[WHAT TO WORK ON]
A verbatim copy of the data is wanted, minus any picture in it.

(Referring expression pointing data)
== Segment start ==
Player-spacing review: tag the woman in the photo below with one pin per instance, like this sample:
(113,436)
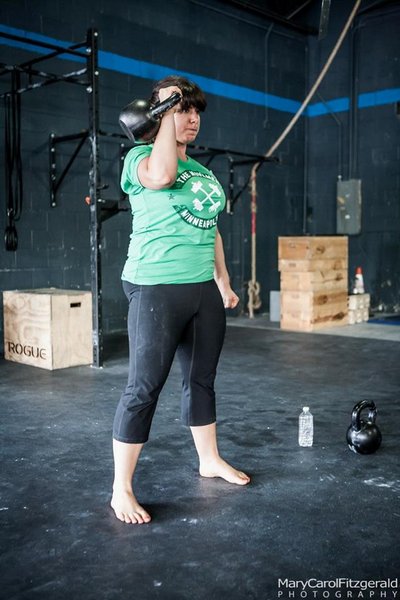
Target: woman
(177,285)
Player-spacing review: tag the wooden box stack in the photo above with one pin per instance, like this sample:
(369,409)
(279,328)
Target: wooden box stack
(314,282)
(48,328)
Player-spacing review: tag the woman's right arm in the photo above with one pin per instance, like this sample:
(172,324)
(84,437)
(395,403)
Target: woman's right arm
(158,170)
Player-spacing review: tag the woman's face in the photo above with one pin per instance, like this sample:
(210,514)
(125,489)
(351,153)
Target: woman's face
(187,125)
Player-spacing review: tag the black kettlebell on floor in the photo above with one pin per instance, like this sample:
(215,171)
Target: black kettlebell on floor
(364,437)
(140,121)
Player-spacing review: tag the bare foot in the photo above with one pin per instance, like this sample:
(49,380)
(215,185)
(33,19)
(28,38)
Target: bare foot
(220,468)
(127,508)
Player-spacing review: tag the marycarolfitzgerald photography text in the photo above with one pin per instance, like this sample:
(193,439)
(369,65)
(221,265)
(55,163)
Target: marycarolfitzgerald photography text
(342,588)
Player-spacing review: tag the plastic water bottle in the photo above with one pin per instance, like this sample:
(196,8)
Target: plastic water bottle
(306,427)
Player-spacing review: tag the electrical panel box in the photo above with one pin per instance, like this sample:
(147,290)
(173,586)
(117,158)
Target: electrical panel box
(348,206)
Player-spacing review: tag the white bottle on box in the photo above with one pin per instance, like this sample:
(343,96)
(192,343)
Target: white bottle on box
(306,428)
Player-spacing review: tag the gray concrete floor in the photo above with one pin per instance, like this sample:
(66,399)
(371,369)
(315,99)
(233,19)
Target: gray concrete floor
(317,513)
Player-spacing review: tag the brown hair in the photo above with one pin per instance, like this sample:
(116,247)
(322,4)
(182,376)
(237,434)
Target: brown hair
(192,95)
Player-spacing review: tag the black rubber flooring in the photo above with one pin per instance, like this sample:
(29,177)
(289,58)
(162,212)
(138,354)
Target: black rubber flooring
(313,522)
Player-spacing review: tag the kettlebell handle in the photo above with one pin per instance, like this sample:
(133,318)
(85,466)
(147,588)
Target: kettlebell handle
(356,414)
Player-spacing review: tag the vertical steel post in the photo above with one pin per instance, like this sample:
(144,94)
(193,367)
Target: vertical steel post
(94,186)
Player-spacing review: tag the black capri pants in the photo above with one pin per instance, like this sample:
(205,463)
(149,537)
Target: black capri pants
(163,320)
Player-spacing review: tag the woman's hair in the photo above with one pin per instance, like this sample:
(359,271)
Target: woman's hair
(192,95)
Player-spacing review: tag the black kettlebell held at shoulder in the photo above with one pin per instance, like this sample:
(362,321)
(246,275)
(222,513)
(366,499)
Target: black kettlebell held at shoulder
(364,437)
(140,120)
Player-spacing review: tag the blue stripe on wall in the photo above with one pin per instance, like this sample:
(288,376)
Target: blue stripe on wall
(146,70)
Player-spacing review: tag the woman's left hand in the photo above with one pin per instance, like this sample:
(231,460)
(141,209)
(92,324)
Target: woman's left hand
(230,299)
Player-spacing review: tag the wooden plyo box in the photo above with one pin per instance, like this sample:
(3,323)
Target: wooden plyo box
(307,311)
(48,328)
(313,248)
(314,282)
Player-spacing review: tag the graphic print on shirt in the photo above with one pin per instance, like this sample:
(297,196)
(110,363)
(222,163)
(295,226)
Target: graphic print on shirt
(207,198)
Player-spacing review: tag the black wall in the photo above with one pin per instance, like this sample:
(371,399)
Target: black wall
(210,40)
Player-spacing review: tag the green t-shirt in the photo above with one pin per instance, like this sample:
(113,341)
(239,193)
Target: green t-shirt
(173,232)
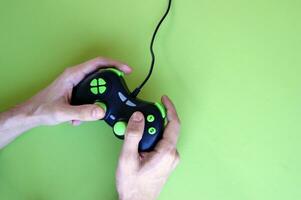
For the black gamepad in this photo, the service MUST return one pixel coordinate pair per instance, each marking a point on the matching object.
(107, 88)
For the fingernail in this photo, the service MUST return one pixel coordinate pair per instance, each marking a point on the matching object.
== Segment end ==
[COMPLETED TASK]
Player-spacing review: tag the woman in the photo below with one pin per instance, like this sample:
(113,436)
Target: woman
(177,285)
Player-spacing review: tag the wooden box stack in the photo above with one pin per instance, like this sample:
(369,409)
(279,328)
Target: wooden box stack
(314,282)
(48,328)
Player-spacing review: tag the woman's right arm in the photo above with one pin per instance, like this sample:
(172,324)
(84,437)
(395,403)
Target: woman's right arm
(158,170)
Player-spacing review: tag the woman's face in the photo above with one pin per instance, like this sample:
(210,514)
(125,489)
(351,153)
Target: woman's face
(187,125)
Player-spacing review: tag the black kettlebell on floor in the photo above with one pin per instance, like this sample:
(215,171)
Target: black kettlebell on floor
(364,437)
(140,121)
Player-spacing review: tag the bare foot in the photo above with one pin per instance, like this sample:
(49,380)
(215,185)
(33,19)
(28,38)
Target: bare foot
(220,468)
(127,508)
Player-spacing review: tag the marycarolfitzgerald photography text in the photo above with one pin per instance, like this sample:
(193,439)
(369,65)
(221,265)
(55,163)
Target: marycarolfitzgerald photography text
(342,588)
Player-spacing review: tag the plastic water bottle in the photo above with one pin per instance, like this sample:
(196,8)
Target: plastic water bottle
(306,427)
Player-spacing review: tag the electrical panel box in the photo above with one pin per instance, like this sample:
(147,290)
(173,586)
(117,158)
Target: electrical panel box
(348,206)
Player-spacing review: tag the white bottle on box in the photo above with one pin per instance, like this sample:
(343,96)
(192,343)
Target: white bottle on box
(306,428)
Player-spacing review: tag the gray concrete floor in the photo above with one pin per instance, like this sample:
(66,399)
(371,369)
(315,99)
(233,19)
Target: gray concrete floor
(317,513)
Player-spacing review: tag the brown hair in the photo above with one pin per instance, like this sample:
(116,247)
(322,4)
(182,376)
(237,434)
Target: brown hair
(192,95)
Player-spacing review: tag the black rubber flooring in the photo above with one pin per instance, like this sample:
(29,177)
(289,58)
(162,212)
(138,354)
Target: black rubber flooring
(313,522)
Player-spacing review: tag the kettlebell handle in the photo above with one pin per instance, like this sample:
(133,318)
(85,466)
(147,588)
Target: kettlebell handle
(356,414)
Player-spacing review: tag the vertical steel post in the photo above with one pin per instance, like this sample:
(144,94)
(193,367)
Target: vertical steel post
(94,186)
Player-spacing review: tag the black capri pants in the photo above with one pin per instance, like this sample:
(205,463)
(149,537)
Target: black capri pants
(163,320)
Player-spacing review: tag the woman's hair in the photo above with one pin per instance, like this sample:
(359,271)
Target: woman's hair
(192,95)
Player-spacing review: tag the black kettlebell held at shoulder in the photo above with one pin per instance, like this sample:
(362,321)
(246,275)
(222,513)
(366,499)
Target: black kettlebell held at shoulder
(364,437)
(140,120)
Player-spacing review: tag the blue stripe on wall in the photo above with one pin per instance, like this sample:
(288,376)
Target: blue stripe on wall
(146,70)
Player-spacing review: tag the woman's left hand in the photo above with one pin per instance, like this sample:
(231,460)
(141,209)
(92,324)
Target: woman's left hand
(230,299)
Player-spacing review: tag the wooden plyo box in the photo above with one pin per instance, like this sample:
(3,323)
Target: wooden plyo box
(307,311)
(48,328)
(313,248)
(314,282)
Player-spacing review: tag the graphic print on shirt in the photo above with one pin per instance, like this sample:
(297,196)
(110,363)
(222,163)
(295,226)
Target: graphic print on shirt
(207,198)
Player-spacing review: tag the black wall in the photo above with one pin per instance, like this sample:
(371,399)
Target: black wall
(210,40)
Player-spacing review: tag the green t-shirt in the photo above with one pin per instance, like this sample:
(113,341)
(239,193)
Target: green t-shirt
(173,232)
For the black gamepad in this photo, the service MUST return one pixel coordinate pair per instance, each marking a point on the matching object.
(107, 88)
For the fingernail in this photo, the service MUST return one pixel coordinate pair per instance, each marking a point on the matching object.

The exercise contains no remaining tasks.